Les RSSI ont la responsabilité de comprendre la complexité et la portée des réglementations ainsi que leur impact sur les organisations. C'est pourquoi il leur est essentiel de comprendre les subtilités d'un environnement réglementaire en constante évolution afin de le maîtriser et de préparer efficacement leur organisation au changement.

NIS2 et DORA sont ainsi deux pièces qui viennent s’ajouter au puzzle complexe que constituent les réglementations de cybersécurité à l'échelle mondiale. La genèse de ces législations est simple : d'une part les incidents de cybersécurité persistent, d'autre part leur impact ne cesse de croître à mesure que la transformation numérique accélère.

Les cyberattaques étant de plus en plus courantes, les cadres NIS2 et DORA sont conçus non seulement pour aider les entreprises à se protéger contre les attaques, mais aussi pour renforcer la cyber résilience. Les entreprises, et plus particulièrement les dirigeants, doivent être conscients que leur responsabilité personnelle est ainsi engagée. Il s'agit d'une stratégie intentionnelle visant à faire des RSSI un élément clé de l'entreprise et à les rendre personnellement responsables de leur posture de sécurité.

------------------------------

*TRAVAIL DEMANDÉ:* Prolongez le texte ci-dessus sur les réglementations NIS2 et DORA en reprenant juste après sa dernière phrase.

------------------------------

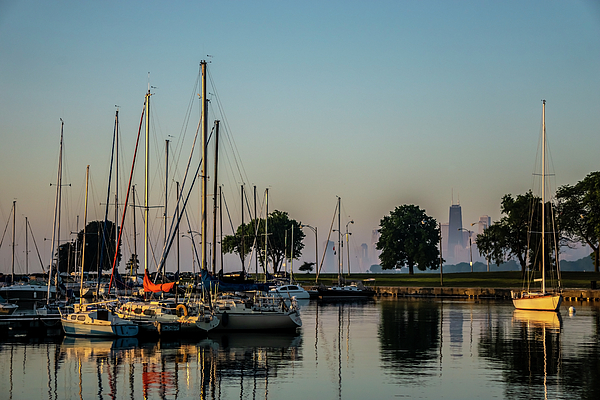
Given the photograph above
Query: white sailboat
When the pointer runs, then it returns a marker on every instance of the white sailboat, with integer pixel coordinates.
(96, 320)
(542, 300)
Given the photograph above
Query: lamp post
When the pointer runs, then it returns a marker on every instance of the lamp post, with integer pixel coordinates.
(194, 251)
(314, 229)
(470, 249)
(348, 244)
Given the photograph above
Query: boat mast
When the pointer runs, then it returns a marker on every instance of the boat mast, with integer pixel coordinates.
(12, 281)
(56, 210)
(26, 248)
(339, 242)
(214, 255)
(543, 196)
(146, 178)
(266, 232)
(204, 119)
(166, 194)
(87, 174)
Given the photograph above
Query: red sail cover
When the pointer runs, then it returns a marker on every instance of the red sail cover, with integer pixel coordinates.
(154, 288)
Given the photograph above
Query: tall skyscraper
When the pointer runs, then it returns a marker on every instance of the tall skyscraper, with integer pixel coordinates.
(484, 222)
(455, 234)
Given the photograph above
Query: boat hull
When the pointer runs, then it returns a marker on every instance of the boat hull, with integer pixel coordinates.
(538, 301)
(97, 330)
(254, 321)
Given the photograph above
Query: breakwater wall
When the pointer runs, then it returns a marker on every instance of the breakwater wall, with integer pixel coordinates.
(476, 293)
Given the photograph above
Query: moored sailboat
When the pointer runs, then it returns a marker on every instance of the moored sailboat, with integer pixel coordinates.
(542, 300)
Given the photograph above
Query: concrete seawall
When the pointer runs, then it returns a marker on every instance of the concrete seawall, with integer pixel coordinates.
(475, 293)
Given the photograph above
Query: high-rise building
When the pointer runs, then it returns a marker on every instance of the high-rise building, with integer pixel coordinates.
(455, 234)
(484, 222)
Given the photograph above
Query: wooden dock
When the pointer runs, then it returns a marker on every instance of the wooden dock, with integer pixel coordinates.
(30, 325)
(476, 293)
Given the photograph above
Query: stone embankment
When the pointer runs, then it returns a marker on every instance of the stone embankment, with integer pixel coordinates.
(476, 293)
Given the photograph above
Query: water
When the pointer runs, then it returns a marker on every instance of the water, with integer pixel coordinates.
(385, 349)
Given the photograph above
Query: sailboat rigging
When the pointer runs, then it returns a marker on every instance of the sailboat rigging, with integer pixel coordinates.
(543, 300)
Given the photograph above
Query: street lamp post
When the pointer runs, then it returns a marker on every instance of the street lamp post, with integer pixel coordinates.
(348, 244)
(314, 229)
(470, 248)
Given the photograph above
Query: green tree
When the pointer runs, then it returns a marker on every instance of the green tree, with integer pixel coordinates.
(409, 237)
(67, 257)
(307, 266)
(94, 233)
(518, 233)
(579, 213)
(133, 264)
(280, 244)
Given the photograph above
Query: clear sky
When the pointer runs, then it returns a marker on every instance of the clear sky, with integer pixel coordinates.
(382, 103)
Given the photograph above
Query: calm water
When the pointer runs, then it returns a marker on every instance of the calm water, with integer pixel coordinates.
(386, 349)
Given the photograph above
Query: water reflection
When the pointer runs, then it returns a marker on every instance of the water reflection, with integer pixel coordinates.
(409, 334)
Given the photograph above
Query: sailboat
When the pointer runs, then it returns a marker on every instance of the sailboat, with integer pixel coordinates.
(356, 290)
(94, 319)
(542, 300)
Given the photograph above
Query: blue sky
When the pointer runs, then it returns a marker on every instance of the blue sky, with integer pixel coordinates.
(381, 103)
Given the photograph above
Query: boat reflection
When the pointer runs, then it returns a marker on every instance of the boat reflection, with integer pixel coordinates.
(222, 366)
(549, 320)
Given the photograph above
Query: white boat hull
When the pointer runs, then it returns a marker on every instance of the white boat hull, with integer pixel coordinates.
(96, 330)
(97, 323)
(537, 301)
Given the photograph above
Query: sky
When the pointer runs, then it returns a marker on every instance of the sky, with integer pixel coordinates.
(381, 103)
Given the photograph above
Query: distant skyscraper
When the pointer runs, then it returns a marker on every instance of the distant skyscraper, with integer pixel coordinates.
(365, 264)
(455, 234)
(375, 253)
(484, 222)
(330, 257)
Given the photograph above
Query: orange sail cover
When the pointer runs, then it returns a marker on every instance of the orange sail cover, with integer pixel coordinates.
(155, 288)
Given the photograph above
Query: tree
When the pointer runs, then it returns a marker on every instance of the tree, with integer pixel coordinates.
(579, 213)
(94, 250)
(518, 233)
(280, 244)
(67, 257)
(133, 264)
(409, 237)
(307, 266)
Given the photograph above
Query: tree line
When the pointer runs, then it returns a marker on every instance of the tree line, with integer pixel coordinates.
(408, 237)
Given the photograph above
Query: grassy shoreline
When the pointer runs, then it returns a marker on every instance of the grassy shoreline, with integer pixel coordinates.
(505, 279)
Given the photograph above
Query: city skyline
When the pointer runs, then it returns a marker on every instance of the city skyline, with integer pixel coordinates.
(380, 104)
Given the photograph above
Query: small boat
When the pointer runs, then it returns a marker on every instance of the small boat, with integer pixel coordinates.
(289, 291)
(7, 308)
(166, 316)
(92, 320)
(258, 314)
(542, 300)
(350, 292)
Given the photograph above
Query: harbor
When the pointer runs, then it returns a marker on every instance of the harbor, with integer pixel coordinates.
(379, 349)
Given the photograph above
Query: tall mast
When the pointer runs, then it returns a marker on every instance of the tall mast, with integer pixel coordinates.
(117, 177)
(87, 174)
(146, 179)
(543, 196)
(165, 214)
(242, 254)
(204, 169)
(214, 255)
(26, 248)
(12, 281)
(339, 242)
(266, 232)
(56, 210)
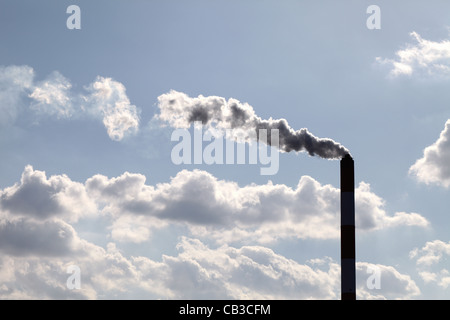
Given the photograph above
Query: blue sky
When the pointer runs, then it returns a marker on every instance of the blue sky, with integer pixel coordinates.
(87, 164)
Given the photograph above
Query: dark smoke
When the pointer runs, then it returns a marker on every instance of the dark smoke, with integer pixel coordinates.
(181, 110)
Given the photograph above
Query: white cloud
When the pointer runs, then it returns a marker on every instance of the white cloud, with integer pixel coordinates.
(51, 96)
(434, 166)
(108, 98)
(14, 83)
(392, 283)
(425, 58)
(431, 253)
(431, 262)
(41, 198)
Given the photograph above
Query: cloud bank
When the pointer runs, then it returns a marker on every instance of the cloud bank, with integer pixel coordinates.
(425, 59)
(38, 238)
(434, 166)
(180, 110)
(104, 98)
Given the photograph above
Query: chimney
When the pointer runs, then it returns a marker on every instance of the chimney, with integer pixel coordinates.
(348, 270)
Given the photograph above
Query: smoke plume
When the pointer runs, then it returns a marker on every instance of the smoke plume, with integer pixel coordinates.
(180, 111)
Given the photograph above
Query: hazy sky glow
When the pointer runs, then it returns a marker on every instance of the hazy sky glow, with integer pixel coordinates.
(86, 137)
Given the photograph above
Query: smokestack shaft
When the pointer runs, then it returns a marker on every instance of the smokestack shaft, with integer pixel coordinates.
(348, 270)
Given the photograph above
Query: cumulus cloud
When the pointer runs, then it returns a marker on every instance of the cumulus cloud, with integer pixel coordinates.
(41, 198)
(392, 283)
(15, 81)
(434, 166)
(225, 211)
(104, 98)
(210, 208)
(424, 58)
(52, 96)
(430, 260)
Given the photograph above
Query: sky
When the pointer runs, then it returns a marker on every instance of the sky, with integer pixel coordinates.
(102, 174)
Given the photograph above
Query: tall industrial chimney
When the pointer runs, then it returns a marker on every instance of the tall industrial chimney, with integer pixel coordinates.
(348, 270)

------------------------------

*RÉPONSE RÉDIGÉE:*
La directive NIS2 renforce les normes

NIS2 est une mise à jour importante du cadre NIS1 existant qui devra être mise en œuvre d'ici le 17 octobre 2024. Cette mise à jour élargit le champ des exigences en matière de cybersécurité pour inclure davantage de secteurs tels que l'énergie, les transports, la banque, la santé, les infrastructures numériques, les services numériques, l'alimentation, l'espace et l'industrie manufacturière.

Les enjeux sont d'autant plus importants que les sanctions en cas de non-respect sont plus sévères. Les sanctions auront des conséquences lourdes sur le plan personnel, telles que l'interdiction temporaire d'occuper des postes de direction.

En outre, la directive traite de la sécurité de la chaîne d'approvisionnement et fixe des exigences spécifiques : une analyse complète des risques, des protocoles robustes de réponse aux incidents, des normes de chiffrement, des procédures de divulgation des vulnérabilités, des mécanismes de détection des menaces et des programmes
de formation réguliers.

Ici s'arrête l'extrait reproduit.